TO BE DONE:
Gather every line of the items below that contains the string "cornice", copying each line in full. Case counts.

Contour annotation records
* * * *
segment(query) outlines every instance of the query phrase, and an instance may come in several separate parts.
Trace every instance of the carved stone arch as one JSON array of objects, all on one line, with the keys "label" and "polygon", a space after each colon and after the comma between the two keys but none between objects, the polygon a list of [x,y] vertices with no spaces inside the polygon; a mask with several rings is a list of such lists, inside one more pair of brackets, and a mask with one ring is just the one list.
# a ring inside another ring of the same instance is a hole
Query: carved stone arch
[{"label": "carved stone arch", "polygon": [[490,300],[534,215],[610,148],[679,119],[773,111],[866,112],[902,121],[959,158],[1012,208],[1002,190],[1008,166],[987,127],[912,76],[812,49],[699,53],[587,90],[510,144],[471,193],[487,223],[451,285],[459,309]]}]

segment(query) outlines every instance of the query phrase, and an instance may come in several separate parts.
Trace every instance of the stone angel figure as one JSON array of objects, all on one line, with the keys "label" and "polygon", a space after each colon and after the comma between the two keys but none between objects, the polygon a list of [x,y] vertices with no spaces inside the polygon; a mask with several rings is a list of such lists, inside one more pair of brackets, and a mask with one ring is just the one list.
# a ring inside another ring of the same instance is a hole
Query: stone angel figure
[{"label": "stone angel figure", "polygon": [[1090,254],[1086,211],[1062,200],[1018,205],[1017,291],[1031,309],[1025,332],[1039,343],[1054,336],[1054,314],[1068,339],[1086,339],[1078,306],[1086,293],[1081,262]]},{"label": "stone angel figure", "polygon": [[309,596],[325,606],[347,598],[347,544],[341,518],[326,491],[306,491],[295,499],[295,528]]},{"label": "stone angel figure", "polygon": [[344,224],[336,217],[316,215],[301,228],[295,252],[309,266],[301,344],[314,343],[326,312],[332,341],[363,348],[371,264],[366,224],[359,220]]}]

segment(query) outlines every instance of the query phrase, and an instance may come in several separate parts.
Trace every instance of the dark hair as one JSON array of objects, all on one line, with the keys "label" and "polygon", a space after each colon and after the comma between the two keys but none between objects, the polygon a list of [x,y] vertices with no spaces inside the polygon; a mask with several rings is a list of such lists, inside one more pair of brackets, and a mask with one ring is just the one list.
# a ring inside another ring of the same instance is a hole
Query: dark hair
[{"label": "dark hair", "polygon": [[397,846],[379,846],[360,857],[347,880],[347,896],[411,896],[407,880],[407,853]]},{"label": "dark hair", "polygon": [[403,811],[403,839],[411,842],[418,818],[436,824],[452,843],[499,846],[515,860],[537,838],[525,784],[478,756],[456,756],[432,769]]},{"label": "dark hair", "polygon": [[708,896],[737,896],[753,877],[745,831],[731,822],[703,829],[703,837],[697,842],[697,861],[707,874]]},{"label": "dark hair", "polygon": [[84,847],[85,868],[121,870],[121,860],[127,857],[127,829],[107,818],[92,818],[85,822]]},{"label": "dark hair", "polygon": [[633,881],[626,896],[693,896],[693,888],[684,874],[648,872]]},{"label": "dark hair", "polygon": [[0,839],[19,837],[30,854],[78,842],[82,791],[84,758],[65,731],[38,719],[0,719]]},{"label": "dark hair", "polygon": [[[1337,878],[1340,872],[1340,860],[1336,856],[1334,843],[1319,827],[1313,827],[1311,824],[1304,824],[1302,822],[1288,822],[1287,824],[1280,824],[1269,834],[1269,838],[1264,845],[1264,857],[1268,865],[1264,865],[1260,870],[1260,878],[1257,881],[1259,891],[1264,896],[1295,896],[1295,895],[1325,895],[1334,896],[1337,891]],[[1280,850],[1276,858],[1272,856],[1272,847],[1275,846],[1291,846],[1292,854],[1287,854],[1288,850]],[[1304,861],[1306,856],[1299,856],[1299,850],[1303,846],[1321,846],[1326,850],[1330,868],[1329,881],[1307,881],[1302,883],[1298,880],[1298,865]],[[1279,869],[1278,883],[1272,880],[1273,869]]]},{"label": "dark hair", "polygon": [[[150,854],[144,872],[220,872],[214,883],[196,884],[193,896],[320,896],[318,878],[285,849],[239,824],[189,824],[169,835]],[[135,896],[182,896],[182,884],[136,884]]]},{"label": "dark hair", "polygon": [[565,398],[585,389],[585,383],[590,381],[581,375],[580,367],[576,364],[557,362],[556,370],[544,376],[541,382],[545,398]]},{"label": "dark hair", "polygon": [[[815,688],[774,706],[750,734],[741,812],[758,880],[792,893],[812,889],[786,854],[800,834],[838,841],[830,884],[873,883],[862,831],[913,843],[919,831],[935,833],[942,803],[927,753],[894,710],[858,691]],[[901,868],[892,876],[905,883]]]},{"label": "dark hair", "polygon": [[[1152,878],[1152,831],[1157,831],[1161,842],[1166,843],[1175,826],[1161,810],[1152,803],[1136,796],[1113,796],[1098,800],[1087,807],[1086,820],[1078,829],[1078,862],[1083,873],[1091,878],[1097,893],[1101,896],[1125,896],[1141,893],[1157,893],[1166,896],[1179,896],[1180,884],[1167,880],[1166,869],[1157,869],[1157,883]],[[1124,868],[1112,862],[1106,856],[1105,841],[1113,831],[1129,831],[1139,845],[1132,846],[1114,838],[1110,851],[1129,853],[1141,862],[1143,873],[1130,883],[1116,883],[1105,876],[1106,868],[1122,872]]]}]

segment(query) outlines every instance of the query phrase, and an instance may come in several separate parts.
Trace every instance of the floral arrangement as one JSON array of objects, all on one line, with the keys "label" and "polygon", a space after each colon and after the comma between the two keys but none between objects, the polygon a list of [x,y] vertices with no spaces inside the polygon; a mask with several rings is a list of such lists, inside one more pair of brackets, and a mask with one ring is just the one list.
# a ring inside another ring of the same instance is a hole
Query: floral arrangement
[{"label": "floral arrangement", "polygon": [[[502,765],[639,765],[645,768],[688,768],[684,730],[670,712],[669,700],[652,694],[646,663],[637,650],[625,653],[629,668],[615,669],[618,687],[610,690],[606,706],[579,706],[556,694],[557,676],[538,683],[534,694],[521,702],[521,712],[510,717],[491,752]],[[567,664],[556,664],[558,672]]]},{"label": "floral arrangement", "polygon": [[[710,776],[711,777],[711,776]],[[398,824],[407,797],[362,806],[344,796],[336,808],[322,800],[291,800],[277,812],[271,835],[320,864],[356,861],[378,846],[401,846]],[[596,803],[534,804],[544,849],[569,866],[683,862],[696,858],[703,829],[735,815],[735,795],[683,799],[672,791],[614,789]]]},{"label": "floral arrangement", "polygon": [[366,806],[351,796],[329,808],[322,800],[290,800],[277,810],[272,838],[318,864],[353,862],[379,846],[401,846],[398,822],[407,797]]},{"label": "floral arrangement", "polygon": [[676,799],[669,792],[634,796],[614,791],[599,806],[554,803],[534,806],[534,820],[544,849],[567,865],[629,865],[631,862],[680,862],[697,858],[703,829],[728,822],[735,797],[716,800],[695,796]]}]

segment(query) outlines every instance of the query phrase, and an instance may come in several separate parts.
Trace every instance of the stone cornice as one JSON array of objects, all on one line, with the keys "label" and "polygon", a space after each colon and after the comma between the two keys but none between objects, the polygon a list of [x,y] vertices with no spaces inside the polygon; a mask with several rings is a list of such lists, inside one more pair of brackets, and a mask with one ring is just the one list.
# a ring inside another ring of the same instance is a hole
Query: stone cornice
* * * *
THE RESULT:
Trace every instance of the stone cornice as one JSON array of objects, all on one line, with the keys "label" and "polygon", a space after each colon and after the comma between the two keys but none between objects, the polygon a list of [x,y] vertices with no spaces inside the polygon; a mask with several rings is a list of such lists, inside one more pair of brackets, and a mask with one ring is just the one list.
Query: stone cornice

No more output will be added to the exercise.